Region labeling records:
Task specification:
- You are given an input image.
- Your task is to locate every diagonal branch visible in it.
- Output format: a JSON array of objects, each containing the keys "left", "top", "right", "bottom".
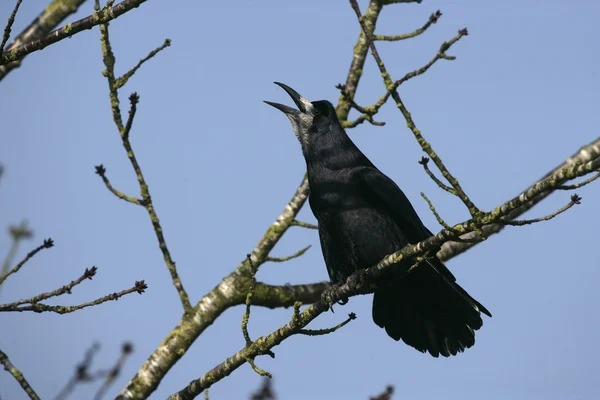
[
  {"left": 96, "top": 14, "right": 192, "bottom": 312},
  {"left": 437, "top": 137, "right": 600, "bottom": 261},
  {"left": 169, "top": 128, "right": 600, "bottom": 400},
  {"left": 373, "top": 10, "right": 442, "bottom": 42},
  {"left": 350, "top": 0, "right": 481, "bottom": 218},
  {"left": 0, "top": 238, "right": 54, "bottom": 285},
  {"left": 118, "top": 0, "right": 394, "bottom": 400},
  {"left": 0, "top": 267, "right": 148, "bottom": 314},
  {"left": 0, "top": 350, "right": 40, "bottom": 400},
  {"left": 0, "top": 0, "right": 146, "bottom": 65},
  {"left": 0, "top": 0, "right": 23, "bottom": 51},
  {"left": 0, "top": 0, "right": 86, "bottom": 81}
]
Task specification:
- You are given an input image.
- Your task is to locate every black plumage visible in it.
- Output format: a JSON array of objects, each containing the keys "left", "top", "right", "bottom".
[{"left": 266, "top": 83, "right": 491, "bottom": 357}]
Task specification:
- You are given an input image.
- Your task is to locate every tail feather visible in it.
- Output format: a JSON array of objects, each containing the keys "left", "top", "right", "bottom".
[{"left": 373, "top": 260, "right": 491, "bottom": 357}]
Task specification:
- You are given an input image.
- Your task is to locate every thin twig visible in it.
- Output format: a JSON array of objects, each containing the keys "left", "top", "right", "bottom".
[
  {"left": 267, "top": 245, "right": 311, "bottom": 262},
  {"left": 0, "top": 221, "right": 33, "bottom": 289},
  {"left": 502, "top": 194, "right": 581, "bottom": 226},
  {"left": 54, "top": 342, "right": 103, "bottom": 400},
  {"left": 94, "top": 164, "right": 143, "bottom": 206},
  {"left": 169, "top": 141, "right": 600, "bottom": 400},
  {"left": 0, "top": 238, "right": 54, "bottom": 285},
  {"left": 0, "top": 267, "right": 148, "bottom": 314},
  {"left": 115, "top": 39, "right": 171, "bottom": 89},
  {"left": 290, "top": 220, "right": 319, "bottom": 229},
  {"left": 421, "top": 192, "right": 452, "bottom": 230},
  {"left": 419, "top": 157, "right": 456, "bottom": 196},
  {"left": 0, "top": 350, "right": 40, "bottom": 400},
  {"left": 95, "top": 18, "right": 192, "bottom": 312},
  {"left": 94, "top": 342, "right": 133, "bottom": 400},
  {"left": 373, "top": 10, "right": 442, "bottom": 42},
  {"left": 556, "top": 172, "right": 600, "bottom": 190},
  {"left": 369, "top": 385, "right": 394, "bottom": 400},
  {"left": 0, "top": 0, "right": 146, "bottom": 65},
  {"left": 0, "top": 0, "right": 23, "bottom": 52},
  {"left": 350, "top": 0, "right": 481, "bottom": 218},
  {"left": 242, "top": 254, "right": 258, "bottom": 346},
  {"left": 298, "top": 313, "right": 356, "bottom": 336},
  {"left": 0, "top": 0, "right": 85, "bottom": 80}
]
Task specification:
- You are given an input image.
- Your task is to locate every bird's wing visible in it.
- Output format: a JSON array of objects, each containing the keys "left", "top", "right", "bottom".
[
  {"left": 354, "top": 167, "right": 492, "bottom": 317},
  {"left": 354, "top": 167, "right": 456, "bottom": 282}
]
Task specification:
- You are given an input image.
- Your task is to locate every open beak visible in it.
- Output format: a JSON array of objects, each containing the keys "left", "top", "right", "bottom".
[{"left": 265, "top": 82, "right": 313, "bottom": 115}]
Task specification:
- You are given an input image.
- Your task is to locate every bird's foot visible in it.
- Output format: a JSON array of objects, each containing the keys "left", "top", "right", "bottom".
[{"left": 346, "top": 271, "right": 370, "bottom": 293}]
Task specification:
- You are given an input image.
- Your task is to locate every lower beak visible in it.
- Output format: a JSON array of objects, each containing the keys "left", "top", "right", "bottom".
[
  {"left": 265, "top": 100, "right": 300, "bottom": 115},
  {"left": 265, "top": 82, "right": 313, "bottom": 114}
]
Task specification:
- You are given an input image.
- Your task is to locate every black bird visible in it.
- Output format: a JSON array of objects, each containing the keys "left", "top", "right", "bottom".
[{"left": 265, "top": 82, "right": 492, "bottom": 357}]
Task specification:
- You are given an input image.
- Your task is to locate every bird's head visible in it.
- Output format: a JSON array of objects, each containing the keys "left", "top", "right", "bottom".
[{"left": 265, "top": 82, "right": 343, "bottom": 149}]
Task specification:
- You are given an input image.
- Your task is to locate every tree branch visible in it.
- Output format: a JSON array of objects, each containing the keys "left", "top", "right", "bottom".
[
  {"left": 0, "top": 0, "right": 85, "bottom": 81},
  {"left": 96, "top": 14, "right": 192, "bottom": 312},
  {"left": 169, "top": 114, "right": 600, "bottom": 400},
  {"left": 0, "top": 267, "right": 148, "bottom": 314},
  {"left": 0, "top": 350, "right": 40, "bottom": 400},
  {"left": 437, "top": 137, "right": 600, "bottom": 261}
]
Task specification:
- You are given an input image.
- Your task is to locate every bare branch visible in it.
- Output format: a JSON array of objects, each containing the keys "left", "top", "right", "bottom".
[
  {"left": 502, "top": 194, "right": 581, "bottom": 226},
  {"left": 0, "top": 0, "right": 23, "bottom": 52},
  {"left": 0, "top": 267, "right": 148, "bottom": 314},
  {"left": 421, "top": 192, "right": 452, "bottom": 230},
  {"left": 369, "top": 385, "right": 394, "bottom": 400},
  {"left": 0, "top": 238, "right": 54, "bottom": 285},
  {"left": 267, "top": 245, "right": 311, "bottom": 262},
  {"left": 54, "top": 343, "right": 107, "bottom": 400},
  {"left": 96, "top": 17, "right": 192, "bottom": 312},
  {"left": 95, "top": 164, "right": 143, "bottom": 206},
  {"left": 419, "top": 157, "right": 456, "bottom": 196},
  {"left": 556, "top": 172, "right": 600, "bottom": 190},
  {"left": 298, "top": 313, "right": 356, "bottom": 336},
  {"left": 242, "top": 254, "right": 258, "bottom": 345},
  {"left": 0, "top": 0, "right": 85, "bottom": 80},
  {"left": 0, "top": 221, "right": 33, "bottom": 288},
  {"left": 350, "top": 0, "right": 481, "bottom": 218},
  {"left": 115, "top": 39, "right": 171, "bottom": 89},
  {"left": 169, "top": 136, "right": 600, "bottom": 400},
  {"left": 373, "top": 10, "right": 442, "bottom": 42},
  {"left": 94, "top": 342, "right": 133, "bottom": 400},
  {"left": 290, "top": 220, "right": 319, "bottom": 229},
  {"left": 0, "top": 350, "right": 40, "bottom": 400},
  {"left": 0, "top": 0, "right": 146, "bottom": 65}
]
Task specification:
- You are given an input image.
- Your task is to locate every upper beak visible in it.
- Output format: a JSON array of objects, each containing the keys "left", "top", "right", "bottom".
[{"left": 265, "top": 82, "right": 313, "bottom": 114}]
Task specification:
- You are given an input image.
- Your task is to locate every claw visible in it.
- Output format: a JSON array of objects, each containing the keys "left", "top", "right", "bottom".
[
  {"left": 321, "top": 286, "right": 335, "bottom": 313},
  {"left": 337, "top": 298, "right": 348, "bottom": 306}
]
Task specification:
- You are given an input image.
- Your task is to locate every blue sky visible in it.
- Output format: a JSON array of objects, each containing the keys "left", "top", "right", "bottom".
[{"left": 0, "top": 0, "right": 600, "bottom": 400}]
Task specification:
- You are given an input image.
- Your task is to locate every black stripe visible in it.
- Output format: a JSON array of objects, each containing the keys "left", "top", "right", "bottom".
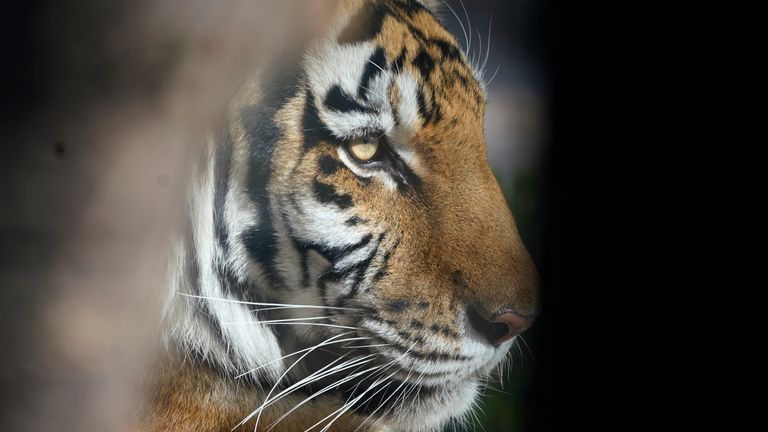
[
  {"left": 317, "top": 154, "right": 344, "bottom": 175},
  {"left": 213, "top": 129, "right": 233, "bottom": 253},
  {"left": 357, "top": 47, "right": 387, "bottom": 100},
  {"left": 413, "top": 48, "right": 435, "bottom": 80},
  {"left": 373, "top": 237, "right": 402, "bottom": 282},
  {"left": 345, "top": 233, "right": 385, "bottom": 299},
  {"left": 323, "top": 84, "right": 375, "bottom": 113},
  {"left": 312, "top": 180, "right": 352, "bottom": 210},
  {"left": 239, "top": 66, "right": 301, "bottom": 285},
  {"left": 301, "top": 91, "right": 334, "bottom": 151}
]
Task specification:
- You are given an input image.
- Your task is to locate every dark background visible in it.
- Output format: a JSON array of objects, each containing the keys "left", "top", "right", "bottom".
[{"left": 0, "top": 0, "right": 616, "bottom": 431}]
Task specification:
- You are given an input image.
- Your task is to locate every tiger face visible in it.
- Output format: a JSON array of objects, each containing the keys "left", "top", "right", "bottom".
[{"left": 170, "top": 0, "right": 537, "bottom": 430}]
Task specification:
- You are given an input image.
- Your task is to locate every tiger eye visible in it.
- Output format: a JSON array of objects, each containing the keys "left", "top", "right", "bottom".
[{"left": 349, "top": 138, "right": 379, "bottom": 162}]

- [Task]
Find every line in the region labeling records that contains the word "tiger" and copy each one out.

- [Full solution]
- Your task is to locate every tiger face visible in it.
- Your task is to locate every tiger eye visible in it.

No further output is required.